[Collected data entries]
** BEGIN **

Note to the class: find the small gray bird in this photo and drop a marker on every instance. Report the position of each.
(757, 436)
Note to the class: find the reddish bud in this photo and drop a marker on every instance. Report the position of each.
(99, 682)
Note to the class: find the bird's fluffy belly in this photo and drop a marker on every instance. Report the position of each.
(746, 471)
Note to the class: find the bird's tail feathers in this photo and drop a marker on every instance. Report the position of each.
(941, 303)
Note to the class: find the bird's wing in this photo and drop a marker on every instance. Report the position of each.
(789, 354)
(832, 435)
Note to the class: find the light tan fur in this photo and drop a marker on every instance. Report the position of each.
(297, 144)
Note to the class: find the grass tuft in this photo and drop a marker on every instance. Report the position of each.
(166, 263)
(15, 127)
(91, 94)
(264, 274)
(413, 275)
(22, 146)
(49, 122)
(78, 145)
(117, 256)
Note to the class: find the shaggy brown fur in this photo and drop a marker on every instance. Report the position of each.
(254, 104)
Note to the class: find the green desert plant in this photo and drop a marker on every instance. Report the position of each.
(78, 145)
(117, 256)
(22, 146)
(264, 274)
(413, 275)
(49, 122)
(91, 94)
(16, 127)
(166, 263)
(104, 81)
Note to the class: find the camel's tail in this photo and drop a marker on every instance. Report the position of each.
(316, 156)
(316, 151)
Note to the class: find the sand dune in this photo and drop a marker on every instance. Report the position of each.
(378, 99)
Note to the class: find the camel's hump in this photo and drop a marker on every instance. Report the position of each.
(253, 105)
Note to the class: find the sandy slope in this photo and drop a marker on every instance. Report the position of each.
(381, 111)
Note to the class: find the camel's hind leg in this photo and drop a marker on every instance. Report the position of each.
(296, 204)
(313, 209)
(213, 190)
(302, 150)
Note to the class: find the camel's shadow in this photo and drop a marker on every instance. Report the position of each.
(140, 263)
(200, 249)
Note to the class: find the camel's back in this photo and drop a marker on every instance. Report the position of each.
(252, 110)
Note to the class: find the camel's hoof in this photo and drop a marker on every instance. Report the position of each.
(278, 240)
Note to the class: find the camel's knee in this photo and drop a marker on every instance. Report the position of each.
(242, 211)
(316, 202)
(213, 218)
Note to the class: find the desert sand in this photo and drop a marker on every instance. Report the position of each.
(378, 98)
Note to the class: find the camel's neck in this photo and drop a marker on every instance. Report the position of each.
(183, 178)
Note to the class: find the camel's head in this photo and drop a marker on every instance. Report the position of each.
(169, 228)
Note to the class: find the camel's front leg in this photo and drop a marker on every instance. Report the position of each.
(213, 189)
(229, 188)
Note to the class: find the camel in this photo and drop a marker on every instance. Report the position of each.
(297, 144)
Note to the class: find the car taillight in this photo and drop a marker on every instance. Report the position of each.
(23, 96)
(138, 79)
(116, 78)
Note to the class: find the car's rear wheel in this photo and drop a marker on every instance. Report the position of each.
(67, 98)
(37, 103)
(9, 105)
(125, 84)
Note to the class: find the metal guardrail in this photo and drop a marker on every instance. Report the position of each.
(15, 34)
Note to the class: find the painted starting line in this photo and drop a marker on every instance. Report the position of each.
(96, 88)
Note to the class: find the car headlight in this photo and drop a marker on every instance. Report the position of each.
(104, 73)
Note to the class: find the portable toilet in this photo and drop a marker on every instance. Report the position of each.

** END **

What this task involves: Reproduce all of the items above with every "Note to the class" swapped for "Attention, students", keeping everything else the same.

Task output:
Attention, students: find the small gray bird in this photo and drop a marker on every instance. Report the position of each.
(757, 436)
Attention, students: find the reddish bud in this photo and drop a marker on every instance. Report the position of each.
(99, 682)
Attention, students: find the bird's fluffy belly in this photo and drop a marker on every instance. Report the position of each.
(746, 471)
Attention, students: find the bird's tail feathers in this photo and drop a marker on every instance. Report the position of each.
(941, 303)
Attention, students: find the bird's wing in this photo and drop a marker on every instance. Report the position of each.
(789, 354)
(832, 435)
Attention, students: find the light tan fur in this photo and drop a marker on every instance. Report the position of each.
(297, 144)
Attention, students: find the grass tuft in this photo and drop a marker on every instance. Report the position of each.
(166, 263)
(15, 127)
(91, 94)
(264, 274)
(413, 275)
(22, 146)
(49, 122)
(78, 145)
(117, 256)
Attention, students: find the shaggy brown fur in this photo and drop a marker on every instance. Report the position of each.
(254, 104)
Attention, students: find the green desert plant in this photo and drop a marker on every instance. Report the position of each.
(78, 145)
(117, 256)
(22, 146)
(264, 274)
(413, 275)
(49, 122)
(91, 94)
(16, 127)
(166, 263)
(104, 81)
Attention, students: find the camel's tail in this photo and drop a marker on every instance. Report the position of each.
(316, 156)
(316, 151)
Attention, students: find the sand dune in this photo and drop a marker on every instance. Report the position of each.
(378, 99)
Attention, students: find the camel's hump in this photo and drop a marker on every instance. Report the position of each.
(253, 105)
Attention, students: find the sandy slope in this photo and drop a marker on every instance. Report the position of each.
(381, 111)
Attention, students: find the camel's hind leg in this photo and drop a marker on every instance. Report the position of each.
(296, 204)
(313, 209)
(213, 190)
(302, 150)
Attention, students: find the camel's shadow in this photo and drop a marker on every instance. Report the position of each.
(140, 263)
(200, 249)
Attention, students: find the camel's back in this photo and drop a marker on every instance. Report the position of each.
(252, 110)
Attention, students: find the camel's hoof in this photo and drop a marker on every instance. Report the position of each.
(278, 240)
Attention, students: find the camel's knee in this photo and drop a marker on every instance. Report the position of each.
(242, 211)
(316, 202)
(213, 218)
Attention, students: find the desert sand in this photo and drop a marker on every instance. Report the position of each.
(378, 98)
Attention, students: find the camel's neck in this photo and drop a marker on every instance. Report the position of each.
(183, 178)
Attention, students: find the camel's head in this photo and drop a marker on every instance. Report the position of each.
(169, 228)
Attention, students: find the camel's front leg in this photo and drop a marker on every instance. Report the position of each.
(213, 189)
(229, 188)
Attention, students: find the camel in this photo and drop a marker on every instance. Report the position of each.
(297, 144)
Attention, students: find the car taillight in this photo and drop a marker on every instance. Report the position of each.
(23, 96)
(138, 79)
(116, 78)
Attention, students: find the car's rear wheel in this photo and drop a marker on every instance. Report the position of each.
(67, 98)
(37, 103)
(9, 105)
(125, 84)
Attention, students: find the metal guardrail in this photo and drop a marker on every instance. Report the position of each.
(15, 34)
Attention, students: find the painted starting line in this photo and drop a marker on every instance. Report the position of each.
(96, 88)
Attention, students: find the car headlight in this photo and drop a marker on every instance. Report the position of each.
(104, 73)
Attention, students: find the portable toilet in this photo and drop a marker on every instance. Report the position of each.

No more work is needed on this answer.